*Task brief:*
Once the line containing "object: ruin structure" is found in the entries below, restate it and each following line word for word, stopping after the line containing "object: grass".

*Input material:*
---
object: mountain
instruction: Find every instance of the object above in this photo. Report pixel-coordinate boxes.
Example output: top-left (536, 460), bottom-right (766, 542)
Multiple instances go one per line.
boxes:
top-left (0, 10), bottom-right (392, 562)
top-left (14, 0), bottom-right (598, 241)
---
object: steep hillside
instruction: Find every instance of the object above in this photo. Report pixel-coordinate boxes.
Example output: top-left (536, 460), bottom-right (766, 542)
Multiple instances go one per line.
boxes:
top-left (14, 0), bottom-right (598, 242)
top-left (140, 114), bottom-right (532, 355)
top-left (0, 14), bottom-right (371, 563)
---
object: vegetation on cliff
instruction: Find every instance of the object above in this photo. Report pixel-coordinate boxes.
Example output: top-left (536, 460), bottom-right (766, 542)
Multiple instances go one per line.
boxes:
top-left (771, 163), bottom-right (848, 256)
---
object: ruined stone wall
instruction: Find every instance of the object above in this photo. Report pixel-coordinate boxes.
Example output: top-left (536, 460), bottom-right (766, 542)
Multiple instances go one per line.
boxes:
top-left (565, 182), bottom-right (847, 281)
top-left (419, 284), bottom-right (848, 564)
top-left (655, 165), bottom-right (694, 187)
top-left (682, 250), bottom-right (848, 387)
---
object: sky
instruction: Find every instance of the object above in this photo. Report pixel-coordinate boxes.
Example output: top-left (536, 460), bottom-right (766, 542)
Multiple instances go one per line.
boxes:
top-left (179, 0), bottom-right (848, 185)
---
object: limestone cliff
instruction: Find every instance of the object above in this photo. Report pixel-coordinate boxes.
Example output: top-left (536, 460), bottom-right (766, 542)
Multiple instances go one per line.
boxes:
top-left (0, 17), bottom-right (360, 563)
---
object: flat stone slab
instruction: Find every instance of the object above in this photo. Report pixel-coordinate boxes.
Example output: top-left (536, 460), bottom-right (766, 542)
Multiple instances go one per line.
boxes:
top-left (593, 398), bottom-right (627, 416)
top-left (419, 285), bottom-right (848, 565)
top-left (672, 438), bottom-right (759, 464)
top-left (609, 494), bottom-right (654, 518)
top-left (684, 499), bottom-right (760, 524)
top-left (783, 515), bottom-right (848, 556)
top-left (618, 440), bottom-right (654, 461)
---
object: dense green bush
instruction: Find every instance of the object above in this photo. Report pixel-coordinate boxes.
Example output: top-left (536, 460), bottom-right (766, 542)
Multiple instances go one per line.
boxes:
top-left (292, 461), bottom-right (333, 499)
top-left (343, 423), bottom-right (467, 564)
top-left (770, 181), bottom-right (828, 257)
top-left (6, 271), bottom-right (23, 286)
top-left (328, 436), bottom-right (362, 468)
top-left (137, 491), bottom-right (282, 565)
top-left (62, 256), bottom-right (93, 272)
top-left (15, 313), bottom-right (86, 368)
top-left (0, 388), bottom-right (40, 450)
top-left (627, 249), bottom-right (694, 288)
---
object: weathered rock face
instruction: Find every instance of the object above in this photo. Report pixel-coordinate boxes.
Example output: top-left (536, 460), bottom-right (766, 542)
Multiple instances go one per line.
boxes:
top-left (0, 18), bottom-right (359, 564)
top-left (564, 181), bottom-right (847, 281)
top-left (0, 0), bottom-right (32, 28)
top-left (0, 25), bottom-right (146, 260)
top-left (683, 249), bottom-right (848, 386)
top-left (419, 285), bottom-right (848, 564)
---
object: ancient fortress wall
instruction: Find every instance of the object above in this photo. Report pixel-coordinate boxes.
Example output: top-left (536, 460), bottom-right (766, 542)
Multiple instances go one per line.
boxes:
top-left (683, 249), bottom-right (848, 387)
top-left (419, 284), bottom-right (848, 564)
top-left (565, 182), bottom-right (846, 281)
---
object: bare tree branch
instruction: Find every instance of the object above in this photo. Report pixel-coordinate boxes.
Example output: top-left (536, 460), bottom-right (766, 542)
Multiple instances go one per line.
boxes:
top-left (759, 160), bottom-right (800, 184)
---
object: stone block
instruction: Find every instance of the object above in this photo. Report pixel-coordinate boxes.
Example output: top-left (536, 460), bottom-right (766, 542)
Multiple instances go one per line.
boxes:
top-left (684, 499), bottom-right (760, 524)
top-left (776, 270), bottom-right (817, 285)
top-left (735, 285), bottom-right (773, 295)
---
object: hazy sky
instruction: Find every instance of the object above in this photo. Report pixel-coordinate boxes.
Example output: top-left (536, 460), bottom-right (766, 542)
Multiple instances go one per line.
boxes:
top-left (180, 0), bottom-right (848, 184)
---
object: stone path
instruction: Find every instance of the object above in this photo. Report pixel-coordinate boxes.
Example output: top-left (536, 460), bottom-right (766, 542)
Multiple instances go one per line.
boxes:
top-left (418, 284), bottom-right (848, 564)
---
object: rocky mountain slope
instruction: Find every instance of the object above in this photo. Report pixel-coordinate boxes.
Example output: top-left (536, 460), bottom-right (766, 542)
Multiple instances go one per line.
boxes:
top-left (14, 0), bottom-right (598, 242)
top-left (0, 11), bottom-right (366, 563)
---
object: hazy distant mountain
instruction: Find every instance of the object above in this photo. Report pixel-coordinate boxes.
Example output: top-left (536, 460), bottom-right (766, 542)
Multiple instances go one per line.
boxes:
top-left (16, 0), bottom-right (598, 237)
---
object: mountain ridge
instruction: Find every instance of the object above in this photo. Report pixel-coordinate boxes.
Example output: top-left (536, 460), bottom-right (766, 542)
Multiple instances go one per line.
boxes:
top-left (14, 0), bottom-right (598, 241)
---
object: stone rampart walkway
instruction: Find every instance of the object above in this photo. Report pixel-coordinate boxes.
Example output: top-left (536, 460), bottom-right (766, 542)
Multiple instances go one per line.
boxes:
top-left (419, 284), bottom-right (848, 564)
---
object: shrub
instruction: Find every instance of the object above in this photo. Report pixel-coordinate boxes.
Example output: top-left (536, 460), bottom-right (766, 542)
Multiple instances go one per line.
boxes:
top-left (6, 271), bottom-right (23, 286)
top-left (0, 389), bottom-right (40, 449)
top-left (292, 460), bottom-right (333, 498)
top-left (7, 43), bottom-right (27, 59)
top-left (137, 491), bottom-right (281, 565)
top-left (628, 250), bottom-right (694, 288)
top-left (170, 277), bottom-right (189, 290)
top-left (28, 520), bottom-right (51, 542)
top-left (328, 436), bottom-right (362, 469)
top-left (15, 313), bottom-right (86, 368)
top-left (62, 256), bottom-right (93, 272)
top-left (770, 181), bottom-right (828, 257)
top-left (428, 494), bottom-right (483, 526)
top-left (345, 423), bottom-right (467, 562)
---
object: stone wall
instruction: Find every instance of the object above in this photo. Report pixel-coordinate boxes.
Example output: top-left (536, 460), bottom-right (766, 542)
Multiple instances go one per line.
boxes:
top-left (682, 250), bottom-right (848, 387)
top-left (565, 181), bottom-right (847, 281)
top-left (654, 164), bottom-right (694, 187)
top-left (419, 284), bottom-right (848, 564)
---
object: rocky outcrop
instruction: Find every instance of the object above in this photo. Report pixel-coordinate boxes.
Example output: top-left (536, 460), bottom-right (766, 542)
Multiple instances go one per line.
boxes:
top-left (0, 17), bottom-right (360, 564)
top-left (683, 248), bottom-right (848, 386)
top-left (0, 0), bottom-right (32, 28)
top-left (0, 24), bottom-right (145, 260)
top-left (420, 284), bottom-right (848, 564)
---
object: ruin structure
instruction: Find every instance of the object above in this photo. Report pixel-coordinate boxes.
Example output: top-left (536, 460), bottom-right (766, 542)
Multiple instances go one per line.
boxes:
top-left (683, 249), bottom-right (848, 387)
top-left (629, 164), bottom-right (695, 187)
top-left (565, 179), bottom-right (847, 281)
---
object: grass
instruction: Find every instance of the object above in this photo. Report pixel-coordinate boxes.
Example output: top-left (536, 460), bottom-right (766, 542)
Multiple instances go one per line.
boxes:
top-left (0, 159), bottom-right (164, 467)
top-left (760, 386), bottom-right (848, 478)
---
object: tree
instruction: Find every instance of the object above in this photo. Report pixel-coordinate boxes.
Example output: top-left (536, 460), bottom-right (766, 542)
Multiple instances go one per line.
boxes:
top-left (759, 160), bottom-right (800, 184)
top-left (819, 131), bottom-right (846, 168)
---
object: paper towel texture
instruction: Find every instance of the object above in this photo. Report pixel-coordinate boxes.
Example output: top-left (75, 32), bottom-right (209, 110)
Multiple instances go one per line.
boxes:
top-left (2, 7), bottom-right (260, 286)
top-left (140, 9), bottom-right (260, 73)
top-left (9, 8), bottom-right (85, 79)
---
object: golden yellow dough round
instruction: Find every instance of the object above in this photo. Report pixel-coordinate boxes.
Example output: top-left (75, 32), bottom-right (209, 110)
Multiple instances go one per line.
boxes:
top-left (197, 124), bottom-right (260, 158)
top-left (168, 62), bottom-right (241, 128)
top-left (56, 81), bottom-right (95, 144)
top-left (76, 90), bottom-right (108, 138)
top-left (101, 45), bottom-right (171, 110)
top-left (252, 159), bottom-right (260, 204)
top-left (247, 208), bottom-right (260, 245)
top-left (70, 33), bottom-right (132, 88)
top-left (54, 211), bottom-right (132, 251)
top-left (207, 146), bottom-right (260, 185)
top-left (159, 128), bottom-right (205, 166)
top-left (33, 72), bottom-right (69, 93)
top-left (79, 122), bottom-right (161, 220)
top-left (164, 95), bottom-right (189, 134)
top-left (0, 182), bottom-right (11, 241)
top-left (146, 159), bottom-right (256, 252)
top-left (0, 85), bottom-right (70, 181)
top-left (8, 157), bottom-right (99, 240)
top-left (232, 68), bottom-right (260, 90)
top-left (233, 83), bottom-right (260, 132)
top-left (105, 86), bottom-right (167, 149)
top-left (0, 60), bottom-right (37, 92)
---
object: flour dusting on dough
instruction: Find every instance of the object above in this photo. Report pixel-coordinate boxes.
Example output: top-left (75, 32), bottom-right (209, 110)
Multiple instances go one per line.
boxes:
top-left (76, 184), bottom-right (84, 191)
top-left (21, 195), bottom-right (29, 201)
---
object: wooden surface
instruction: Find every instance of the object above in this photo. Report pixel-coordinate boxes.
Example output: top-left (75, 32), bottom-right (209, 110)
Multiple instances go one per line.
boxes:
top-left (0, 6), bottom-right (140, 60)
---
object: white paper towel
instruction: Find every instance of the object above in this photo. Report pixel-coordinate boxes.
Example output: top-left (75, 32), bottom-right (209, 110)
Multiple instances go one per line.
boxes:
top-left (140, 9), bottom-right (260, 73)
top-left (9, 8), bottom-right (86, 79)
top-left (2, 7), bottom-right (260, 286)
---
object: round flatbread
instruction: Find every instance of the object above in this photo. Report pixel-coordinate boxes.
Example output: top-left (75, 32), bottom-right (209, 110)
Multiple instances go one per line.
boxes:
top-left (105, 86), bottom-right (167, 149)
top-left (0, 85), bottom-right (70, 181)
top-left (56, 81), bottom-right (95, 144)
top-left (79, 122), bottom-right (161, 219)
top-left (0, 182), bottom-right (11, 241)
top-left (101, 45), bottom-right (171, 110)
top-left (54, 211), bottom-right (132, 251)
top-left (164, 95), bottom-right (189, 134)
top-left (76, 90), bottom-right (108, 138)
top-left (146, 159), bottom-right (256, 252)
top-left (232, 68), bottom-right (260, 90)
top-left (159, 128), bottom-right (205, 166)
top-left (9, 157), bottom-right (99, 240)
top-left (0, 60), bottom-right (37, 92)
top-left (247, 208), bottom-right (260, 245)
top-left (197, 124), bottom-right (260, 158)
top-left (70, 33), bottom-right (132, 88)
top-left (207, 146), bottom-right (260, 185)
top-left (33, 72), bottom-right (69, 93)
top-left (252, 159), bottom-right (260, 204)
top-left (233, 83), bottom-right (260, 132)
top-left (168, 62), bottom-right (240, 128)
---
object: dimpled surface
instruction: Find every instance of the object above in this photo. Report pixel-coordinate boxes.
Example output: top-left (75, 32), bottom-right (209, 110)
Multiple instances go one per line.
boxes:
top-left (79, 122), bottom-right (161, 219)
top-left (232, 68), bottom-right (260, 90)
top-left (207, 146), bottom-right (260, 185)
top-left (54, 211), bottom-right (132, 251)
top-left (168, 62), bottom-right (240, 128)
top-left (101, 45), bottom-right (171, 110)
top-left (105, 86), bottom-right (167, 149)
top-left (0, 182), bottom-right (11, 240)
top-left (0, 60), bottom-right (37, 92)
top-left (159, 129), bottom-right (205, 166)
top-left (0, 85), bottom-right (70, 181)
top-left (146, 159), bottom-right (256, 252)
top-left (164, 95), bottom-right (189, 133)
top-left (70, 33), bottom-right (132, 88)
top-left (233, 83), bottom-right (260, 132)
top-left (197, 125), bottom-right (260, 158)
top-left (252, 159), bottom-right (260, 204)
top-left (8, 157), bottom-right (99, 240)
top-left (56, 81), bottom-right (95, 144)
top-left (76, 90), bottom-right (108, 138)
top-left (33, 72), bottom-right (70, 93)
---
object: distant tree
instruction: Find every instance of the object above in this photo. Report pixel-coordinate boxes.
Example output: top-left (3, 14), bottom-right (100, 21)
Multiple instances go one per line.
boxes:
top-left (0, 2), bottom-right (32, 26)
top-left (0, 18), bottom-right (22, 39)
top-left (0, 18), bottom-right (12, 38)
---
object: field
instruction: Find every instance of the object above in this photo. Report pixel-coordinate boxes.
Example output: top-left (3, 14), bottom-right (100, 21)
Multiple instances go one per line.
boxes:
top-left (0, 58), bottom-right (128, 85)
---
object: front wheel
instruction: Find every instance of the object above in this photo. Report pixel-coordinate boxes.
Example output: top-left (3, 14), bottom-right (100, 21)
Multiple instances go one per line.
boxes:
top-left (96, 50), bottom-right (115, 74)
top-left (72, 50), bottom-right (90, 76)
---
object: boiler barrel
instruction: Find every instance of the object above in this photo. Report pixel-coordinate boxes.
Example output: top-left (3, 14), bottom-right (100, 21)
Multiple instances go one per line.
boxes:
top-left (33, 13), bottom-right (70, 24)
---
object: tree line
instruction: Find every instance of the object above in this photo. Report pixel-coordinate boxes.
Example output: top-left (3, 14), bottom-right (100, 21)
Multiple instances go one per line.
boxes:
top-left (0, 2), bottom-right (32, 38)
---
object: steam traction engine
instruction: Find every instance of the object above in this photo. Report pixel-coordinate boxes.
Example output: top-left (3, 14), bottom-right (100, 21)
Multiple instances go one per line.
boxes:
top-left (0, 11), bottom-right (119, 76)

*Reply:*
object: ruin structure
instruction: Find every instance of the object above in this photo. Report pixel-coordinate boxes.
Example output: top-left (536, 460), bottom-right (766, 542)
Multiple instances go one per line.
boxes:
top-left (683, 249), bottom-right (848, 387)
top-left (629, 164), bottom-right (695, 187)
top-left (565, 179), bottom-right (847, 281)
---
object: grass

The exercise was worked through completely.